━━━ PAGE EXCERPT ━━━
Two SHU Biology Majors Win Top Honors in Science Research Competition
Two Sacred Heart Biology students were honored in an undergraduate research competition that pitted them against students from some of America’s most competitive universities at the Sigma Xi conference held April 19 at Cornell University in Ithaca, N.Y.
The annual regional conference featured poster presentations of undergraduate and graduate research in biology, chemistry, physics, astronomy, mathematics and psychology. Sacred Heart students presented 13 out of 63 undergraduate posters.
Jillian Koster, a 21-year-old junior and pre-med student from Hackensack, N.J., and Michelle Mortali, 21, of Hamden, were only two of three students honored for their research out of nearly 80 who presented from 34 colleges and universities.
Koster received the only undergraduate award for her poster presentation of “The Role of Bacterial Endonuclease V in Nitrous Acid Mutagenesis under Aerobic Growth Conditions.”
Both women presented research they had done in conjunction with a faculty advisor. They competed against undergraduate researchers from Harvard, Cornell, four State University of New York schools, Rensselaer Polytechnic Institute, the University of Massachusetts, and other research-intensive institutions across the Northeast. They presented the research in poster form to groups of academics and judges. Judges returned three times to review the projects in which they were interested.
“They wanted to know how it was done and why,” said Koster.
━━━
WORK TO BE COMPLETED:
Please pick up the news story about the two Sacred Heart biology students honored at the Sigma Xi conference, and carry it on from the quote by Koster at its end. The listing has no connection to the news story about the Sacred Heart biology students.
━━━ DATA FOR REVIEW ━━━
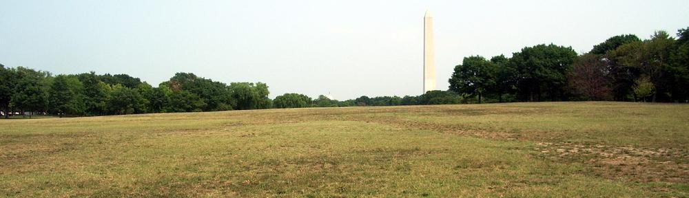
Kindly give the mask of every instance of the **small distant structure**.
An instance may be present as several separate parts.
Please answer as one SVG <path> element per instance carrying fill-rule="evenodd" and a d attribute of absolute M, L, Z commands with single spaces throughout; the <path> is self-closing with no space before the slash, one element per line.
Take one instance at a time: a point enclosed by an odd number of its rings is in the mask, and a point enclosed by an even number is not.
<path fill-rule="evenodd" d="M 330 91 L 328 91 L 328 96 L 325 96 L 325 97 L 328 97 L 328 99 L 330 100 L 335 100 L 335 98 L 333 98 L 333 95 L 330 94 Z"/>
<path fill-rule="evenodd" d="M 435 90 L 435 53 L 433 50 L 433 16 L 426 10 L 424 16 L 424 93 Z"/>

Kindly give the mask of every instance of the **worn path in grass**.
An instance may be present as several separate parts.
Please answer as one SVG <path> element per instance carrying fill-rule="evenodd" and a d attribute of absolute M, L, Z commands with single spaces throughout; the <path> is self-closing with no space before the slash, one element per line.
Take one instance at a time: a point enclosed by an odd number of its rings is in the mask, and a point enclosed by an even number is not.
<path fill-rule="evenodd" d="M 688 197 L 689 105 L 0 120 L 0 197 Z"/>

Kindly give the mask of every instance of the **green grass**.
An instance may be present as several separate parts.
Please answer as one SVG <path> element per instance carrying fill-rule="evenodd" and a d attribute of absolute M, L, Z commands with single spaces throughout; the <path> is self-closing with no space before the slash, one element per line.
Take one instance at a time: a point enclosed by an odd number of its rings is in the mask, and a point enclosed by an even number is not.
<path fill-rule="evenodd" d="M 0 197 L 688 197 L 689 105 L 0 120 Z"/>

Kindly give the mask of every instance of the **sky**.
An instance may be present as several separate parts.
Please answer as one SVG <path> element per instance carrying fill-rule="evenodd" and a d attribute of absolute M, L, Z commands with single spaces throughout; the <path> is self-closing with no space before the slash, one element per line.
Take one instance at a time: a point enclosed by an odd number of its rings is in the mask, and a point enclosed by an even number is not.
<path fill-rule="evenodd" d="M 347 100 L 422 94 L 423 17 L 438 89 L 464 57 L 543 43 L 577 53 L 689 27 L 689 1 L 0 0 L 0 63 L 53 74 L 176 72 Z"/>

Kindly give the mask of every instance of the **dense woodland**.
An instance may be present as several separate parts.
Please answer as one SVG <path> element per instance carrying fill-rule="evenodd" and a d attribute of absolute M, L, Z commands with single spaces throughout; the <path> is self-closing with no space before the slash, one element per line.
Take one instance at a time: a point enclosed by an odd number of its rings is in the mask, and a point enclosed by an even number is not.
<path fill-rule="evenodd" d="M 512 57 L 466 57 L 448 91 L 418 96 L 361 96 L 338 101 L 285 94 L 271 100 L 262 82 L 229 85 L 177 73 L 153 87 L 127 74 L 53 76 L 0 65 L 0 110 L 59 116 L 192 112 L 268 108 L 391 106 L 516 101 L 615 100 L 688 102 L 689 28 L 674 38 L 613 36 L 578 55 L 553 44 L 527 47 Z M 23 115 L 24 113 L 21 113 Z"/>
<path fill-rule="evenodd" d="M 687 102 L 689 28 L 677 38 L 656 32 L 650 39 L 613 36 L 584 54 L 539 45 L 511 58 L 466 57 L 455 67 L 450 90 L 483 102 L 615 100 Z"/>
━━━
━━━ DATA FOR REVIEW ━━━
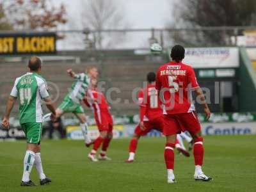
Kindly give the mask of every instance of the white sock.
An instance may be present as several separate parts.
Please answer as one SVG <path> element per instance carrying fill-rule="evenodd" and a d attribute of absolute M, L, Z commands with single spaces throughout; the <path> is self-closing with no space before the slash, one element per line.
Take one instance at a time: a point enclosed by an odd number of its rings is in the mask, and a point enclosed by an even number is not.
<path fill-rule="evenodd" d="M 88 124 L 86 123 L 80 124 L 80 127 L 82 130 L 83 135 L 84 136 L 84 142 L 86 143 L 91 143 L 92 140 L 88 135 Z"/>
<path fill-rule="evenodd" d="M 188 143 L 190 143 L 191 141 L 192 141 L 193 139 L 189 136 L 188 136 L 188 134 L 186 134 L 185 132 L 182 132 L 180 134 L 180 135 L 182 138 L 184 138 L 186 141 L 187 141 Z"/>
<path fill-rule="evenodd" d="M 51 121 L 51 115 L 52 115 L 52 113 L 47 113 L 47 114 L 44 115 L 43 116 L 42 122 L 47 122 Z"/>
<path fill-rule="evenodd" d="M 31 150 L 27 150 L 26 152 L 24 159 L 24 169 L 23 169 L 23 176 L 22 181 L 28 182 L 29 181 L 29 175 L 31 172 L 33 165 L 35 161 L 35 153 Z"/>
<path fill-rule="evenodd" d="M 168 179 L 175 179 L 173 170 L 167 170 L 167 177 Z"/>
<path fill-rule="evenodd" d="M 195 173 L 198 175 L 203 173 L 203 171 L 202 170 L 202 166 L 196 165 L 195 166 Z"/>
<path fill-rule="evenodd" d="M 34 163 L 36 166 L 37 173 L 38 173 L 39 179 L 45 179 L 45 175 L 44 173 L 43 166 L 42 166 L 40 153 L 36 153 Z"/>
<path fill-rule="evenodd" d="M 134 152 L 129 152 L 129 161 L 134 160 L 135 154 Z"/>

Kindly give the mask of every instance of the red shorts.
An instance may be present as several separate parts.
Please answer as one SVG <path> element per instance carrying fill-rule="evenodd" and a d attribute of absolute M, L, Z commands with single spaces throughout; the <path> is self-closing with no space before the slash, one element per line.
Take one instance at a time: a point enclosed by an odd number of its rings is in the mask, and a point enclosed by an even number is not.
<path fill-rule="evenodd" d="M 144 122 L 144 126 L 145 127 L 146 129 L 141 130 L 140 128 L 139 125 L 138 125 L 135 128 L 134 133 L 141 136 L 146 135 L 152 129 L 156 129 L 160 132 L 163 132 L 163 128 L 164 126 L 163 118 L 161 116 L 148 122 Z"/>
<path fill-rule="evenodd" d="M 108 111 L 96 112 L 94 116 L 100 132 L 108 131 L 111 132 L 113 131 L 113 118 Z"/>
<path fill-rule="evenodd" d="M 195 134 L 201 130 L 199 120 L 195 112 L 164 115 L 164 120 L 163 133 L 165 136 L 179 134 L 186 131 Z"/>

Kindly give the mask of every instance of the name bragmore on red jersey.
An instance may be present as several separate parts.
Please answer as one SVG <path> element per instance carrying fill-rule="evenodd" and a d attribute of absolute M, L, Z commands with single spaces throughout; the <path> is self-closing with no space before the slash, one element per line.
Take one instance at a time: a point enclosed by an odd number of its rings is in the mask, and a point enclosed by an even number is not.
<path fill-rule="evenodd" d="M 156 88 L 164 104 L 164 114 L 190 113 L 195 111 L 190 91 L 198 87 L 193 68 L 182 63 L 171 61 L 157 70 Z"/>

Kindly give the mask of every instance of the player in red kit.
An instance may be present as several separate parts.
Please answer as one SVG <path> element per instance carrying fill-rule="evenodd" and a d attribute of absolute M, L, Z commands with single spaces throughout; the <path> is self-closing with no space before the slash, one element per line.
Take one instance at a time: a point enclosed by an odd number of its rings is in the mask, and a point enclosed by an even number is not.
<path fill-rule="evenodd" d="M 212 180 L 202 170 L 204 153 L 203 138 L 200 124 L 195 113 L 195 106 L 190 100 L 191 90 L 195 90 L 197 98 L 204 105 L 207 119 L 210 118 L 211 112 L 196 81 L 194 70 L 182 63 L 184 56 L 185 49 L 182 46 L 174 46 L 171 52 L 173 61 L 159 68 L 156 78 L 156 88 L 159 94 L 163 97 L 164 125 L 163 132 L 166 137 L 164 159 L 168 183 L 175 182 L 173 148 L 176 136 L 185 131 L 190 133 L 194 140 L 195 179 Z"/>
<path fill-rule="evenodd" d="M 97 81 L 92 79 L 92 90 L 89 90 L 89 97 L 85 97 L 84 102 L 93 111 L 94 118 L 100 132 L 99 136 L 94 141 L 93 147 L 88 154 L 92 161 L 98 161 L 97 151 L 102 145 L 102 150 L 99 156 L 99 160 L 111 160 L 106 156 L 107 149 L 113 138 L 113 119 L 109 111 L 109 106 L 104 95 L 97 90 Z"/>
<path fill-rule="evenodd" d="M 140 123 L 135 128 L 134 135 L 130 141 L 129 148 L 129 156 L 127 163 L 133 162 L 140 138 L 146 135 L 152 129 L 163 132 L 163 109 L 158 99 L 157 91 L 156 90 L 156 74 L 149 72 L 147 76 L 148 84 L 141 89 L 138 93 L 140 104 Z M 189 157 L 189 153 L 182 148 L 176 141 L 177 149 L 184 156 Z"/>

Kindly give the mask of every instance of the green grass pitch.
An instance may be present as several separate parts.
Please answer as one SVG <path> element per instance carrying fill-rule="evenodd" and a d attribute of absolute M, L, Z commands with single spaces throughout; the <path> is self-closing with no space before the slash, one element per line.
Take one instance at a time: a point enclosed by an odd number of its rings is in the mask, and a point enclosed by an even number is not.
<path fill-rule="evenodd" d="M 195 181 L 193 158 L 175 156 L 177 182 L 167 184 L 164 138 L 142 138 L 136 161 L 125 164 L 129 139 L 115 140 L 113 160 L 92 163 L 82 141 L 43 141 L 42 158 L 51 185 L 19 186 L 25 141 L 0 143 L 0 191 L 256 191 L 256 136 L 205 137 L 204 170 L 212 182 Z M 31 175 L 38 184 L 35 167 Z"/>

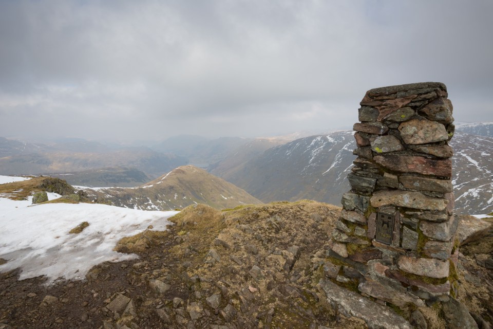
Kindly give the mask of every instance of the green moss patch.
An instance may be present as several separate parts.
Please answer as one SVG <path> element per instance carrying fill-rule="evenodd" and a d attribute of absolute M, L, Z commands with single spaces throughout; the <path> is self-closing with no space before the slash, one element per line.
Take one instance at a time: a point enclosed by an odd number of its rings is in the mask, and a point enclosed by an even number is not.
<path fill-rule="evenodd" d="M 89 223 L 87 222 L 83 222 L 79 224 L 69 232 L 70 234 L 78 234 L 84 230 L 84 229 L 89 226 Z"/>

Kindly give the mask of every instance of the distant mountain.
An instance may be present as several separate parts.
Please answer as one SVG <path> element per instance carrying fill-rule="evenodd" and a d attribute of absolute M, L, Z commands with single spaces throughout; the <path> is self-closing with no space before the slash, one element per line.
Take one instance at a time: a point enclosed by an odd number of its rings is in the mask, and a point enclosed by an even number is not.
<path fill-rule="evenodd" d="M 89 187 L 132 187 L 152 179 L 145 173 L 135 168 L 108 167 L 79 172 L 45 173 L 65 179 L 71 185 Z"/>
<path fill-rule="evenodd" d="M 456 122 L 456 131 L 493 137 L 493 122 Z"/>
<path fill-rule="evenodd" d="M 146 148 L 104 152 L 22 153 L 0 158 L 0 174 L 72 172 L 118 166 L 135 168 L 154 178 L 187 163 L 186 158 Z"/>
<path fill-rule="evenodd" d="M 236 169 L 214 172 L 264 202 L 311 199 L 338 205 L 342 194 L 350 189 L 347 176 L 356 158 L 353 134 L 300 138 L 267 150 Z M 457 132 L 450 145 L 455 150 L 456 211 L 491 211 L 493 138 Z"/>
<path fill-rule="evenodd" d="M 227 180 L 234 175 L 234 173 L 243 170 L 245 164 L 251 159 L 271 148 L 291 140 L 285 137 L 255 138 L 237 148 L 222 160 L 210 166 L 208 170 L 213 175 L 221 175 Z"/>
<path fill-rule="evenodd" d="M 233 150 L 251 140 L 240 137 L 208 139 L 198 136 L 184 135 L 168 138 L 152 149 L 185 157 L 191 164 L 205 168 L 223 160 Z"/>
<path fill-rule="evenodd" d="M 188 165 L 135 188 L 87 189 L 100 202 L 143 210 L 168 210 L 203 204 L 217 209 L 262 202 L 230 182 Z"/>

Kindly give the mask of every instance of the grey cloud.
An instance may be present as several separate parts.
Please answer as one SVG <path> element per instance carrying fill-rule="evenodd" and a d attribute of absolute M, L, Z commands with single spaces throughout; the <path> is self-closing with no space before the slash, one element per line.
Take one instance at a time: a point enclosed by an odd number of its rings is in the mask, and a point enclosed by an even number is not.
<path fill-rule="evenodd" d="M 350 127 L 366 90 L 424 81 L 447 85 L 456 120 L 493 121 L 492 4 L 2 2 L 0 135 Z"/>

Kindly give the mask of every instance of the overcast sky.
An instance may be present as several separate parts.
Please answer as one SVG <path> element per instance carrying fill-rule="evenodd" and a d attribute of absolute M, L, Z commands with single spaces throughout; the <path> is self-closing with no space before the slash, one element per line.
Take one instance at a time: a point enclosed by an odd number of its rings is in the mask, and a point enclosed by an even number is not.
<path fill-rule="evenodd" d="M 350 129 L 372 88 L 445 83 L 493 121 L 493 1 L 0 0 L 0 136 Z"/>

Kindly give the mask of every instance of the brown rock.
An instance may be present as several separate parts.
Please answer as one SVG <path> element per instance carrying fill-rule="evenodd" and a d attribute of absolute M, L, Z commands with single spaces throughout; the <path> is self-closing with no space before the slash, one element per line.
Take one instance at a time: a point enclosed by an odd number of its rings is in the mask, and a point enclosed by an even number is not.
━━━
RESPONSE AREA:
Her study was conducted with faculty advisor and Associate Professor of Biology Suzanne Deschênes, Ph.D. They examined the role of a specific enzyme in repairing DNA mutations caused when sodium nitrite — a compound present in processed meats — mixes with acidic solutions in the body. The body’s natural mechanism for repairing such mutations is called DNA mismatch repair.
Koster, who will graduate in December, plans to become a physician. She and Deschênes will continue their study to gauge the impact of nutrition on health.
“We can see if people who are MMR deficient are more prone to cancer based on eating these foods that have sodium nitrate in them,” Koster said.
Mortali, a senior who will pursue a Master’s in Education at the University of New Haven next year, and Associate Professor of Biology Barbara Pierce, Ph.D., examined whether four fruits and three seeds indigenous to Veteran’s Memorial Park in Bridgeport can sustain two species of migrating songbirds for one day.
“These forest fragments provided a good habitat for them to stop in,” Mortali said.
The research is important because the City of Bridgeport plans to cut down many of the park’s trees to build athletic fields. However, the research showed that the park is an important resting place for the Hermit Thrush and Yellow-Rumped Warblers on a north-south migratory route. Her presentation of the study, “Does an urban forest fragment provide quality foods for migrating songbirds?” was only one of two to receive an honorable mention.
“I enjoyed walking around and seeing everyone else’s research,” Mortali said. Judges asked her in-depth questions about the methodology, techniques, and equipment that she and Pierce used. “It was a great experience to talk about a year’s worth of work.”
The honorable mention imbued Mortali with a sense of confidence and achievement.
“To be able to go there and present it and explain it to others…that’s why I want to become a teacher,” Morali said. “I have such a love for science and I want to share it with other people. This experience allowed me to do that.”